-- Exercise --
Transcribe each of the records below exactly, excluding all pictures.

-- Records shown --
Start of Block

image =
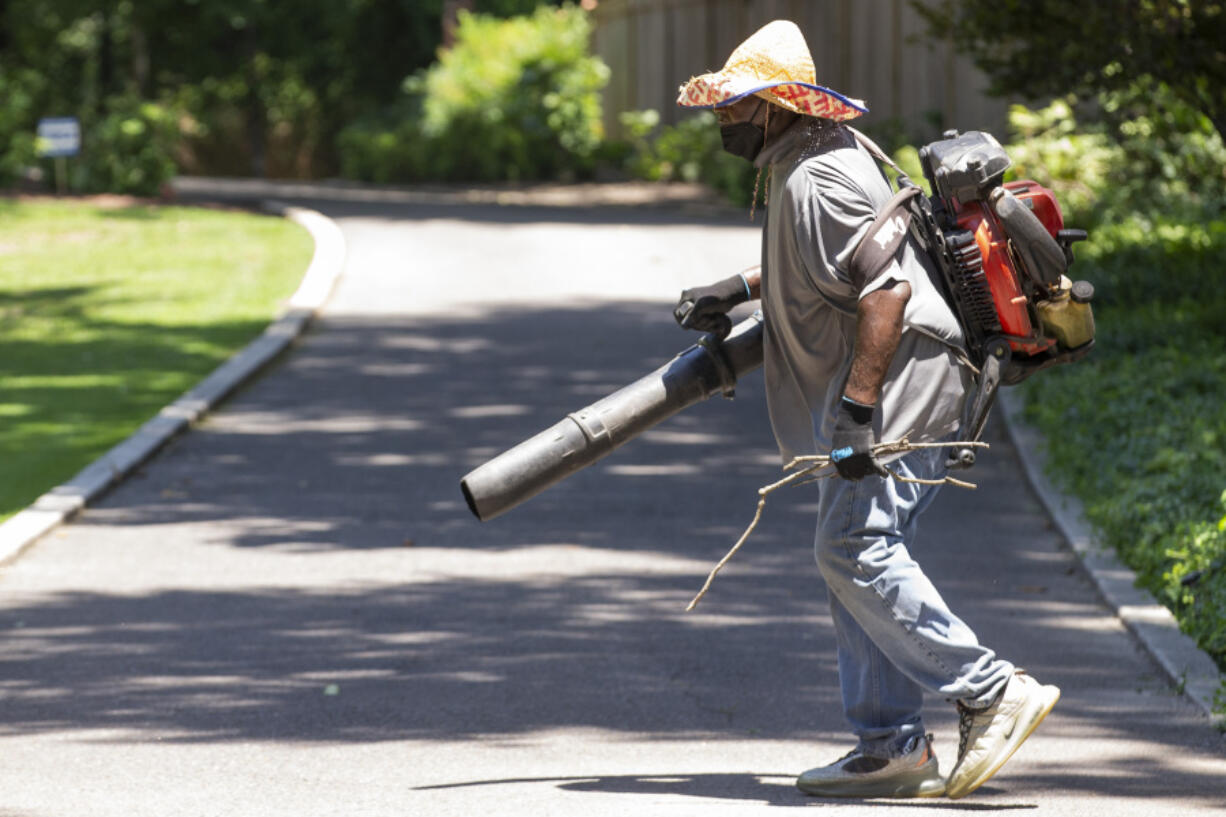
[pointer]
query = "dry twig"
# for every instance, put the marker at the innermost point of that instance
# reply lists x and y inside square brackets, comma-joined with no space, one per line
[810,466]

End of Block

-- Finished exercise --
image =
[pointer]
query = "dry twig"
# for every instance, put the marker at the innermost point of that instance
# reply lists x and y inside square brackets, comma-joined with no space, one per line
[810,466]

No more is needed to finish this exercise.